P.S. The mixture has to get dry and bit sticky... until then please keep stirring on low flame ... Otherwise the ladoos will not hold.. to test, once the mixture has come to the right consistency.. Try rolling a small portion... if it forms a ball, then it is done.

Saturday 21 November 2015

Strawberry Cashew Mawa Barfi

Strawberry Cashew Mawa Barfi 

This is my Chef's Special Choice winning recipe for the Sugar free contest 

Ingredients
250 grams Mawa
250 grams Cottage cheese  (Paneer )
1/2 cup Cashewnut powder
1/2 Sugar free powder
1/2 Strawberry pulp
Few drops of Strawberry essence
Few Pistachio chopped for garnishing
Method
Take a plate and make crumbs of Mawa and paneer. Take a heavy bottom pan, add the mawa and paneer and stirring it continuously cook it for 10 minutes till the liquid in it dry up a bit. Divide the mixture in to two parts. Take one part in a pan, add the cashewnut powder and 1/4 cup Sugarfree in it. Stir and cook for 5 to 10 minutes more till the mixture forms almost like a dough. Take it out and spread the mixture on a greased plate. Take the next mixture in a pan, add the strawberry pulp, 1/4 cup Sugarfree powder and few drops of Strawberry essence. Stir and cook till the mixture forms almost like a dough. Take it out and spread the mixture on the cashewnut barfi. Let it cool. Sprinkle with chopped pistachios. Cut and serve it in
pieces.

Friday 13 November 2015

Kheerer Perakhi

Kheerer Perakhi 
My Ma was an excellent cook during her era. I remember my Ma making many types of sweet dishes during the festive season. One of the dish she prepared was Kheerer Perakhi.  My Ma passed away 2 years back. This Diwali I thought of celebrating in her rememberence. This sweet dish is not seen much in the shops now a days.

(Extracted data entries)

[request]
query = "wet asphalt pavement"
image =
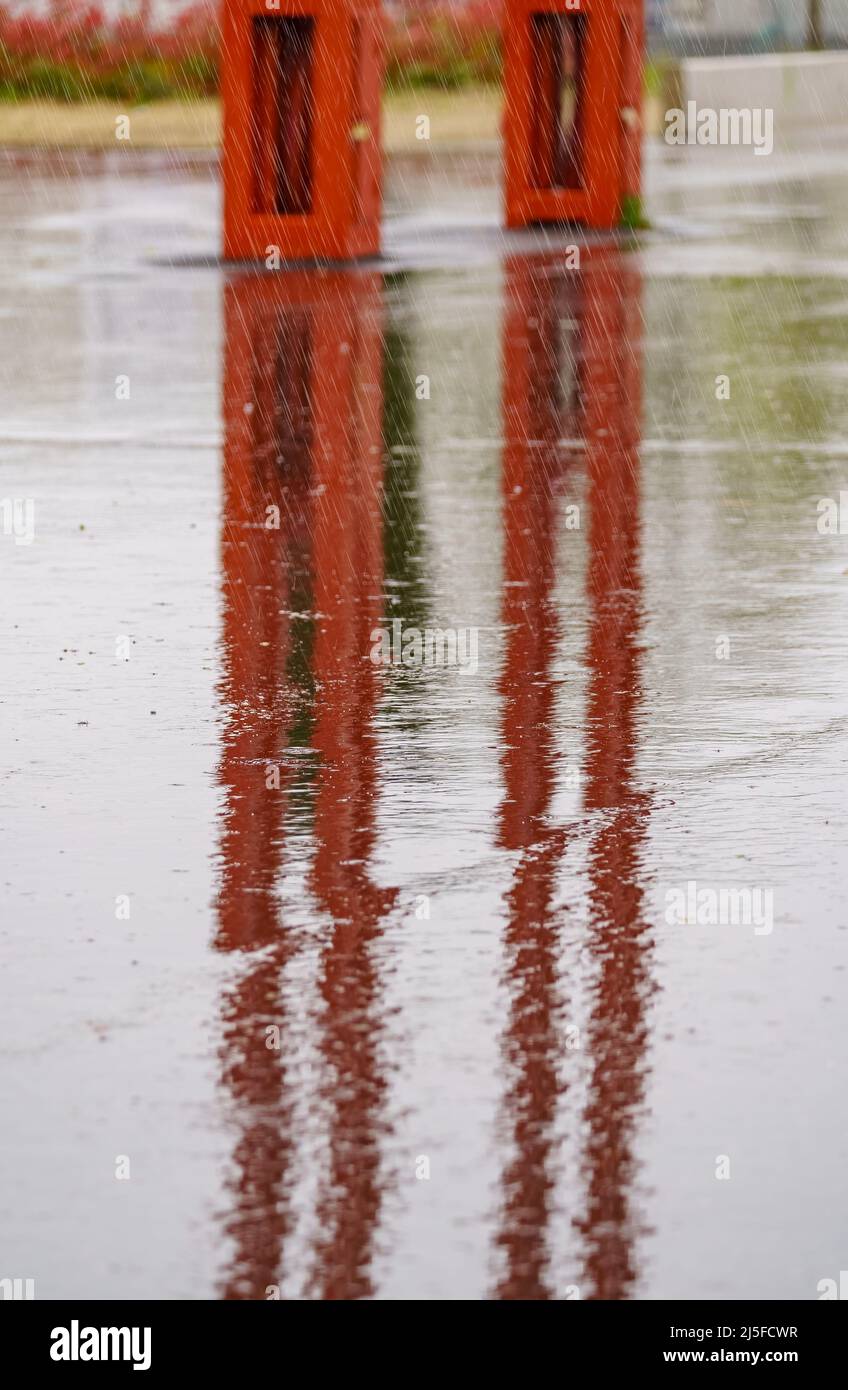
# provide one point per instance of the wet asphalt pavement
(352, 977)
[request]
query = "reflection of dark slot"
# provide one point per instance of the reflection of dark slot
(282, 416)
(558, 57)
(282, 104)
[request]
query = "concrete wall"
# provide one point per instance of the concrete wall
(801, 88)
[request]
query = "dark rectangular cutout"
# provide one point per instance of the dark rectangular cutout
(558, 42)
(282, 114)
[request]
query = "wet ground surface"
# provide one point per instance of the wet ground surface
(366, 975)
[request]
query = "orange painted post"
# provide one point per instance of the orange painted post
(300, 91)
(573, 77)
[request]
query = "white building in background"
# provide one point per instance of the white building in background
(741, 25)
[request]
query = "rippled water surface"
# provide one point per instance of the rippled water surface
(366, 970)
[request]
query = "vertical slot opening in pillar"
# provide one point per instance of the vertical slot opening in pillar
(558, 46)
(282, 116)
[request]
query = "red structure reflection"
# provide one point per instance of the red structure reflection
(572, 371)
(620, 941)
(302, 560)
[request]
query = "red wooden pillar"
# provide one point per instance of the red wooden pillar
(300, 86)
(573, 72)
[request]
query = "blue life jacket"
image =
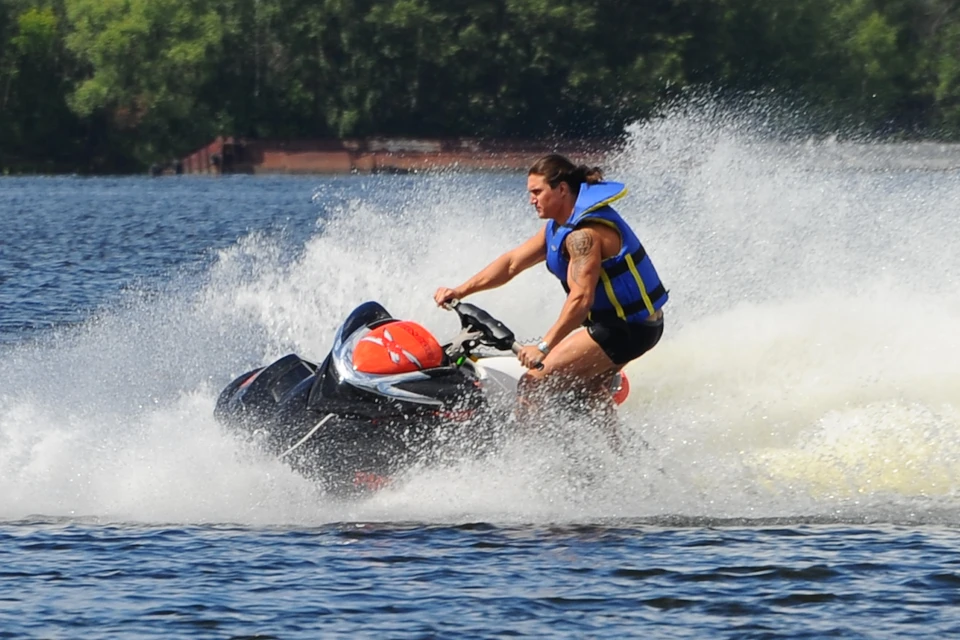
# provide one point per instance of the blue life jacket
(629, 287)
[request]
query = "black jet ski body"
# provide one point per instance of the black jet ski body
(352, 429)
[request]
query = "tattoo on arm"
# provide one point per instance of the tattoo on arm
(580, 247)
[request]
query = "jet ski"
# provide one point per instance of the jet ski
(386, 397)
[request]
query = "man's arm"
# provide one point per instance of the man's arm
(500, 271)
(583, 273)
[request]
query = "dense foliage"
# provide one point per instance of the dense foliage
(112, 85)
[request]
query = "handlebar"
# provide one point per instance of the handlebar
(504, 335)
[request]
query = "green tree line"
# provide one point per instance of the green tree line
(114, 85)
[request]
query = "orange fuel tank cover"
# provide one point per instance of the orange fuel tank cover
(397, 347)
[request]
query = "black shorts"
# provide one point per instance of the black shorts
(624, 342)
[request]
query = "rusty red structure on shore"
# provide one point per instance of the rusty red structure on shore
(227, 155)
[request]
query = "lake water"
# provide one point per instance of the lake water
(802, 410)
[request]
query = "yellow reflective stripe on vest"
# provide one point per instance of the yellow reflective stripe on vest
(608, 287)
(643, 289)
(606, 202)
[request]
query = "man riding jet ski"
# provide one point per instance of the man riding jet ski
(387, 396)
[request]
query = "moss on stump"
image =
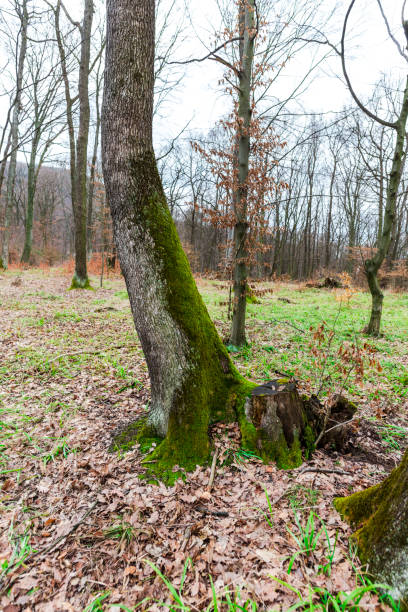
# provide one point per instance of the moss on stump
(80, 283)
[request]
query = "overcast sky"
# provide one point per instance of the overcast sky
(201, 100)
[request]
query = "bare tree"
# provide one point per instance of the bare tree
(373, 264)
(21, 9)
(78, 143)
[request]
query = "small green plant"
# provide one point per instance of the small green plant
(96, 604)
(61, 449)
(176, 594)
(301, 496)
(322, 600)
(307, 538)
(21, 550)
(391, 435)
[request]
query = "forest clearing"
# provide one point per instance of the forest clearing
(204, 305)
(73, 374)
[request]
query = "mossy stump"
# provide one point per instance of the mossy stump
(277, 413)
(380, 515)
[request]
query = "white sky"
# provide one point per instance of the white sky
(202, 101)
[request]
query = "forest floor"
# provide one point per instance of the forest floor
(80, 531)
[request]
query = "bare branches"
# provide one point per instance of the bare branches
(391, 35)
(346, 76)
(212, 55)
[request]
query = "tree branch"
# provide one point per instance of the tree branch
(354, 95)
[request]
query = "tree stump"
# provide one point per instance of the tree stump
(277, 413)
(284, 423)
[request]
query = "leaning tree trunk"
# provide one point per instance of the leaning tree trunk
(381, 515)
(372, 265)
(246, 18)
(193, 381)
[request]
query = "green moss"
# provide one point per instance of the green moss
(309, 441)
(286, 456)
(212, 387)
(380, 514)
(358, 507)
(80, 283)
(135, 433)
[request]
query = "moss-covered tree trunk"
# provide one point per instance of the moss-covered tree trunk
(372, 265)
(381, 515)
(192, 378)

---

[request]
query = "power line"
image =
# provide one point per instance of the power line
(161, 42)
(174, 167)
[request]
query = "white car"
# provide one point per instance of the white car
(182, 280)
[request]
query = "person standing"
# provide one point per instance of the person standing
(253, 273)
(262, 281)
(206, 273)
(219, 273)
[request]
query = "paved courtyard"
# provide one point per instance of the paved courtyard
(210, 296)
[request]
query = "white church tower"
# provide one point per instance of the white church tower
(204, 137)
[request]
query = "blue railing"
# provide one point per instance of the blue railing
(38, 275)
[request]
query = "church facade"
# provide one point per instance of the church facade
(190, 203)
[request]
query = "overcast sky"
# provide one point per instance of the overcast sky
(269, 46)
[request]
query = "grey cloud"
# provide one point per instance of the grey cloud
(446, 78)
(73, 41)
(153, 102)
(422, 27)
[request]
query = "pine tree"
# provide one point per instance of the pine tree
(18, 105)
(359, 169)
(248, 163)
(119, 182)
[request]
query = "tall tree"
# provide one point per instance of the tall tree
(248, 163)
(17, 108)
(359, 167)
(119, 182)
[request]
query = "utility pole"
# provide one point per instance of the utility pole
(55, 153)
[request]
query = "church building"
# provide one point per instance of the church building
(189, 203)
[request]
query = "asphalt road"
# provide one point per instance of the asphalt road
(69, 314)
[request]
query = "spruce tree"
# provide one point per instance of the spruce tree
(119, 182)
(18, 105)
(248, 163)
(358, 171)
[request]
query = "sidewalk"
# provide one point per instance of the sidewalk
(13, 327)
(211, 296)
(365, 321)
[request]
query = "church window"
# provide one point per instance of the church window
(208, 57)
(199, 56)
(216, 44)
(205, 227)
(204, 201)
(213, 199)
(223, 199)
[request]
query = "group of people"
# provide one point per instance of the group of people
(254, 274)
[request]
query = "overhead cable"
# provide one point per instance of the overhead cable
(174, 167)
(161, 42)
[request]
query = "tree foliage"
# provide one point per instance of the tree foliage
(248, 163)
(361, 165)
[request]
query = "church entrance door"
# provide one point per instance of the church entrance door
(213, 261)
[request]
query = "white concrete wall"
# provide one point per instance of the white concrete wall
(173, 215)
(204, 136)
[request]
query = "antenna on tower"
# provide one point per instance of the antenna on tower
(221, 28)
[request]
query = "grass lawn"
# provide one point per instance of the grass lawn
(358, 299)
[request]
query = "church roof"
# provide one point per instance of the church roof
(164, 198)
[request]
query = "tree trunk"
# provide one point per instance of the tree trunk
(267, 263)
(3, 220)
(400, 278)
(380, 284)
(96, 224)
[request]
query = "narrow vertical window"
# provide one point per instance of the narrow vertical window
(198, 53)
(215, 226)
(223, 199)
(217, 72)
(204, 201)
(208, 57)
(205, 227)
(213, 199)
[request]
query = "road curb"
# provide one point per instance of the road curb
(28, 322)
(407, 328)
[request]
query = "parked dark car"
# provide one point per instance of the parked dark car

To do:
1. Rewrite the paragraph of the sweets recipe blog that begins "Take a plate and make crumbs" as a numbered list of steps, keeping its main facts.
2. Write what follows in the sweets recipe blog, picking up right after its final sentence.

Answers to the tasks:
1.
1. Crumble the mawa and paneer on a plate.
2. Cook them in a heavy-bottomed pan for 10 minutes, stirring continuously, until the liquid dries up a bit.
3. Divide the mixture into two parts.
4. Cook one part with the cashewnut powder and 1/4 cup Sugarfree for 5 to 10 more minutes, stirring, until it is almost like a dough, then spread it on a greased plate.
5. Cook the other part with the strawberry pulp, 1/4 cup Sugarfree powder and a few drops of strawberry essence, stirring, until it is almost like a dough, then spread it over the cashewnut barfi.
6. Let it cool, sprinkle with chopped pistachios, cut into pieces and serve.

2.
Perakhi in other places outside Kolkatta is called Mawa Kachori / Candrakala/ Suryakala. The ingredients for the Perakhi and Kachori is more or less the same except in Mawa Kochuri / Candrakala / Suryakala  stuffing,  coconut, semolina and poppy seeds are added in some places. Kheerer Singara / Samosa Ingredients and the method is the same except for the shape is different. Perakhi is made with khoya stuffing filled in between the 2 rolled dough and then it is fried and dipped  into the sugar syrup. 

For the Stuffing 
Ingredients 
250 grams Khoya 
3 tbsp Sugar or as required 
2 tbsp Mixed Dry Fruit flakes (Almond and Pistachio)
1/2 tbsp Raisins 
2 Pinch of Cardamom powder 

Method 
Take a pan , heat it.  Add khoya and on low flame stir the khoya till it turns light brown & soft. Add sugar, stir it. Then mix  the dry fruit flakes, cardomom powder and raisins with the khoya. Keep it aside. 

For the Dough
3 cups All Purpose Flour 
3 tbsp Ghee
Salt to taste 
Cold Milk or Water to knead the dough 

Method 
Mix APF, salt and ghee, mix it. Add milk or water little at a time. Knead into a firm dough, cover and keep it aside for 30 minutes. 

For Sugar Syrup
11/2  cups of Sugar
2 cups of water 

Method 
Mix the sugar and water in a pot. On a low flame cook the sugar syrup till 2 string consistency. 

For the Kheerer Perakhi 
Ingredients 
Stuffing 
Dough 
Sugar syrup 
For garnishing Pistacho flakes 
Ghee for frying 
Method 
Take the dough. Divide the dough into equal small lime size portions. To make the Perakhi, take 2 dough balls  and appy a drop of ghee on the rolling board. Roll the dough balls out into small size pooris. Place one spoon of filling in the middle of one poori and close the stuffing by placing  another poori. Now pinch and fold the edges inwards. Repeat the process to make other perakhis.  Deep fry the perakhis in the hot ghee over a low flame till it turns golden brown in colour. Drain on absorbent paper. Dip the perakhis in the hot sugar syrup. Let it soak for 5 minutes.  Take it out from the sugar syrup on a plate. Garnished it with  pistachios. Serve after it cools down.


Wednesday 11 November 2015

Gurner Narkel Naru (Jaggary Coconut Ladu)

Gurner Narkel Naru (Jaggary Coconut Ladu)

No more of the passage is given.